» Source extract:
[Begin]

Loyalty in the digital age: does it exist? That’s been a big question for a number of years now, and several great articles have delved into it this week. Check out hetras’s historical perspective on loyalty for an industry leader’s take.
Meanwhile, Experience has put together an infographic on loyalty. It looks at what hotels need to understand about guest needs, and what makes them loyal. Finally, which digital trends can be used to capture loyalty? A big one is segmentation in data and marketing, Duetto points out. They’ve written a guide on how best to achieve that.
Check out all the guides below!
One of the earliest loyalty programs on record dates back to 1793. That’s 223 years ago. We’ve been doing this song and dance for a long, long time. The burning question is: is it still relevant? In this fast-paced, technologically-driven world where the best deals are a click away, does customer loyalty still exist or has the paradigm shifted? For this three-part series, hetras had a chat to three industry leaders to get some answers.
Delivering great guest experience leads to loyalty. While rewards systems, points and discounts can help, they aren’t the natural way to build guest loyalty. That comes down to the guest experience.
Guest experience begins right after booking, and continues way after they’ve left the hotel.
We recently analysed over 100,000 hotel bookings to look at how guests travel, how they book, what they want and how that affects guest loyalty, the results were interesting.
With all that data, Experience put together an infographic.

[End]

» Information shown:
[Begin]

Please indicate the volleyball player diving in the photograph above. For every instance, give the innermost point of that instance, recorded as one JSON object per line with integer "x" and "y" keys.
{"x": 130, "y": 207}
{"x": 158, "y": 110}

[End]

» Required task A:
According to the hotel loyalty roundup above the listing, to what year does one of the earliest loyalty programs on record date back?
» Required task B:
Please resume the hotel loyalty roundup above the listing, picking up after its final sentence.

» Final result A:
1793

» Final result B:
Digital breeds disloyalty. Before it came along, Judy from New Jersey went to her local travel agent to book her yearly family holiday to Barbados. She knew the providers she trusted and face to face contact with her rep gave her piece of mind that she was making the right decision. Today, Judy’s glossy brochure is the web, where she can hunt around to find the ‘best’ deal. Hoteliers, airlines and home accommodation providers all battle for Judy’s attention, often having to unbundle their prices to win Judy over.
As well as price and choice, there are a number of other external factors that are changing the travel marketing industry. Only with a complete understanding of these factors through data can you ensure your travel marketing is on target.
Judy may have outgrown her local travel agent, but hopefully her new always-on lifestyle will lead smart brands to step into that role in a modern way, providing personalized offers, convenient booking tools and great experiences. As time goes on, perhaps digital could begin breeding loyalty for brands that are willing to adapt and continue putting their customers at the core of their marketing efforts.
We’re already aware that properly segmenting your hotel demand is the first step toward a successful property-wide Revenue Strategy. Now innovative revenue managers are pushing the envelope by diving deeper and segmenting their guests in finer detail.
For the most part, the more segments the better. That way, should you need to discover more about a trend or anomaly in your data, you can more quickly and easily pinpoint the issue.
Segmenting should not be an exercise you do once or on a one-off basis to investigate a data issue. Instead, it should be done at the outset and should provide a framework for all of your data analysis moving forward.
What segments to gate and how many segments you should have vary greatly from property to property. A five-star luxury hotel won’t have the same need to segment its opaque business, for example, as a roadside branded hotel that might care deeply about that channel.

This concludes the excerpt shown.